TASK ITEM: Write out each entry once more so that it matches the original exactly.

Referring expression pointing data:
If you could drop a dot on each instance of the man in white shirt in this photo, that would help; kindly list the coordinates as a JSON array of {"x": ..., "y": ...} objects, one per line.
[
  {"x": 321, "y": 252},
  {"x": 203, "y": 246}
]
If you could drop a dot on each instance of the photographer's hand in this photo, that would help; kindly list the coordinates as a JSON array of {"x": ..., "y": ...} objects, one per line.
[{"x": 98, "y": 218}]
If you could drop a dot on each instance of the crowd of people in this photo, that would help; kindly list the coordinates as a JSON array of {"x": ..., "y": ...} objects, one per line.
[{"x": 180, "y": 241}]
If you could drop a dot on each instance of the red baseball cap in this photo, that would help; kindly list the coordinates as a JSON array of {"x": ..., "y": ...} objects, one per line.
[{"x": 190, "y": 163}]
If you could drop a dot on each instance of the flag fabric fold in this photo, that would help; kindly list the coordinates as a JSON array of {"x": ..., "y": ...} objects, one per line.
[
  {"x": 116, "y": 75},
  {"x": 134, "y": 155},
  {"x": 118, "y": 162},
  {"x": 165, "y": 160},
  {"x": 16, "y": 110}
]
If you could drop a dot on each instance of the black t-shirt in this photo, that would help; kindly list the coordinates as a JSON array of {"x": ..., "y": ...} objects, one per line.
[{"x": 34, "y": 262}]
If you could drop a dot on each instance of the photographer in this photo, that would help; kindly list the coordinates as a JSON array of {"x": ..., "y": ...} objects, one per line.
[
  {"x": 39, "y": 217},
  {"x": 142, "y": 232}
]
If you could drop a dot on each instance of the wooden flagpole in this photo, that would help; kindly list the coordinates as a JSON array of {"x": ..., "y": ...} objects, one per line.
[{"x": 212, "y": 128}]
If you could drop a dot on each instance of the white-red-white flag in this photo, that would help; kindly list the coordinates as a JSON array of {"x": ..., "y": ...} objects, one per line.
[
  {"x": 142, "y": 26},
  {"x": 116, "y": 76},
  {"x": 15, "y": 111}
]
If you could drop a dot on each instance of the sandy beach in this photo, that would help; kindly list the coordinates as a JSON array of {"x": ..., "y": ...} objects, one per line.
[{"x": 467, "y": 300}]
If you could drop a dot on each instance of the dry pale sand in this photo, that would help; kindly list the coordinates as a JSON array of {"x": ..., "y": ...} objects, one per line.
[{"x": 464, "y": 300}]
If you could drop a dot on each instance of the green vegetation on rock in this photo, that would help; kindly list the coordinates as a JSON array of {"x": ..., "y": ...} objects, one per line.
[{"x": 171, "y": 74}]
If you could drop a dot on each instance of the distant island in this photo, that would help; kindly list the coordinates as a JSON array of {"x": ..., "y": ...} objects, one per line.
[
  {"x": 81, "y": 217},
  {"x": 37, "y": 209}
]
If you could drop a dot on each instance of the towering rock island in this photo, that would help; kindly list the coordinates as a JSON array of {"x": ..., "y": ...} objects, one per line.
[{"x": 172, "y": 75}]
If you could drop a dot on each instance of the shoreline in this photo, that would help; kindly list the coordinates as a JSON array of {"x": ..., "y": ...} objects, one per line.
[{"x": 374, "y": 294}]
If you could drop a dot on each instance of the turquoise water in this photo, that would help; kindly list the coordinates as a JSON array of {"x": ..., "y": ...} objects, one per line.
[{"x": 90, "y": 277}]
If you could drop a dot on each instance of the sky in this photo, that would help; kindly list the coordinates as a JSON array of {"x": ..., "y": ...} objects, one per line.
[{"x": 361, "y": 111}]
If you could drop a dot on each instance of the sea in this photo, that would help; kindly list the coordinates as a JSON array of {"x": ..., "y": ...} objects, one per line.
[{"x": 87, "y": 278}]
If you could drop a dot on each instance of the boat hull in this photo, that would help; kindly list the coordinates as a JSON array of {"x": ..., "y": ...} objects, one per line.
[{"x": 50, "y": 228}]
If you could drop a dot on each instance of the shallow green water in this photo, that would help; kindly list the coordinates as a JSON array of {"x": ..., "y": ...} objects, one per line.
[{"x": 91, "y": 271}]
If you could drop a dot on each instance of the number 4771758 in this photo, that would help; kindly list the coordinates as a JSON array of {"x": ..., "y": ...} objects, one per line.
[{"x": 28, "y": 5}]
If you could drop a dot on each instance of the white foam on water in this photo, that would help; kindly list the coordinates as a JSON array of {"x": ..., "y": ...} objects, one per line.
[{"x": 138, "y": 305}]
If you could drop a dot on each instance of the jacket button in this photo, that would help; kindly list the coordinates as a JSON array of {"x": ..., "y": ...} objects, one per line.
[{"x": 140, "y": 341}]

ANSWER TO THE PROBLEM:
If you could drop a dot on each instance of the man in white shirt in this photo, that would help; kindly list the coordinates as a JSON array of {"x": ..., "y": ...} objects, one per line.
[
  {"x": 321, "y": 252},
  {"x": 203, "y": 246}
]
If you could drop a dot on each instance of the photographer's hand in this photo, that would help; kindly list the coordinates as a JSON array of {"x": ..., "y": ...} objects, one per line.
[{"x": 98, "y": 218}]
If you could drop a dot on each instance of the crowd of people in this photo, that would help; kindly list the coordinates as a JSON array of {"x": ..., "y": ...} objects, one per line.
[{"x": 180, "y": 241}]
If you could drop a dot on each instance of the red baseball cap in this photo, that would help; kindly list the coordinates as a JSON array of {"x": ..., "y": ...} objects, one per line.
[{"x": 190, "y": 163}]
If you could drop a dot on each instance of the flag fabric fold in this photo, that would help; kindly list the coordinates as a JSON array of {"x": ..., "y": ...} objects, one per line.
[
  {"x": 116, "y": 75},
  {"x": 134, "y": 155},
  {"x": 118, "y": 162},
  {"x": 165, "y": 160},
  {"x": 16, "y": 110}
]
If you could drop a dot on each instance of the black t-shirt in this photo, that would help; kindly list the coordinates as a JSON array of {"x": ..., "y": ...} objects, one per line.
[{"x": 34, "y": 262}]
If you could drop a dot on each instance of the photographer in this photo, that would help; kindly list the coordinates as a JSON array of {"x": ..., "y": ...} objects, one per line.
[
  {"x": 39, "y": 217},
  {"x": 142, "y": 232}
]
If you could drop a dot on each instance of the wooden flagpole in this photo, that would help; kindly list the coordinates as a JSON array of {"x": ..., "y": ...} objects, one per line.
[{"x": 212, "y": 128}]
If you could drop a dot on each instance of the white-red-white flag in this photo, that would help; kindly list the coordinates as a JSON array of {"x": ..., "y": ...} objects, one per line.
[
  {"x": 142, "y": 26},
  {"x": 116, "y": 76},
  {"x": 15, "y": 111}
]
If you could drop a dot on each instance of the sandy beach in this photo, that would help; kindly list the coordinates as a JSON array of {"x": ..., "y": ...} objects, one per line.
[{"x": 467, "y": 300}]
If you could drop a dot on each instance of the dry pale sand in this photo, that would help; kindly list the coordinates as a JSON array of {"x": ..., "y": ...} objects, one per line.
[{"x": 464, "y": 300}]
If you could drop a dot on each instance of the green vegetation on rock in this photo, that would help; kindly list the coordinates as a JSON array of {"x": ..., "y": ...} objects, one per line.
[{"x": 171, "y": 74}]
If you could drop a dot on each instance of the distant island in this photo, that would help; kindly list the coordinates as a JSON array of {"x": ..., "y": ...} objects, one per line.
[
  {"x": 81, "y": 217},
  {"x": 37, "y": 209}
]
If you could drop a dot on each instance of the towering rock island in this photo, that would help; kindly list the coordinates as a JSON array of {"x": ..., "y": ...} objects, one per line.
[{"x": 172, "y": 75}]
If you could drop a dot on each instance of the shoreline in this photo, that would help; kindly list the coordinates as a JSON array of {"x": ..., "y": ...} objects, one per line.
[{"x": 374, "y": 294}]
If you could drop a dot on each instance of the turquoise water in this photo, that would help; kindly list the coordinates as a JSON array of {"x": ..., "y": ...} objects, one per line.
[{"x": 90, "y": 277}]
If you could drop a dot on each instance of the sky in this photo, that would help; kindly list the coordinates as a JSON array of {"x": ..., "y": ...} objects, one per line.
[{"x": 361, "y": 111}]
If you could drop a dot on each instance of the sea in this photo, that would help; kindly list the coordinates as a JSON array of {"x": ..., "y": ...} objects, one per line.
[{"x": 87, "y": 278}]
If you could drop a dot on each instance of the boat hull in this photo, that would help; kindly list the coordinates as a JSON array of {"x": ..., "y": ...} objects, one per line.
[{"x": 50, "y": 228}]
If you could drop a dot on each instance of the shallow green water in this photo, that would help; kindly list the coordinates as a JSON array of {"x": ..., "y": ...} objects, one per line.
[{"x": 91, "y": 271}]
If you could drop a dot on each instance of the number 4771758 in this photo, that would help; kindly list the coordinates as a JSON array of {"x": ..., "y": ...} objects, one per line.
[{"x": 28, "y": 5}]
If you could drop a dot on each instance of the white foam on water in this photo, that would help; kindly list the coordinates as a JSON array of {"x": ..., "y": ...} objects, one per line.
[{"x": 138, "y": 305}]
If you could drop a dot on each instance of the jacket button in this photo, that would help; kindly list the coordinates as a JSON array of {"x": ..., "y": ...} objects, one per line.
[{"x": 140, "y": 341}]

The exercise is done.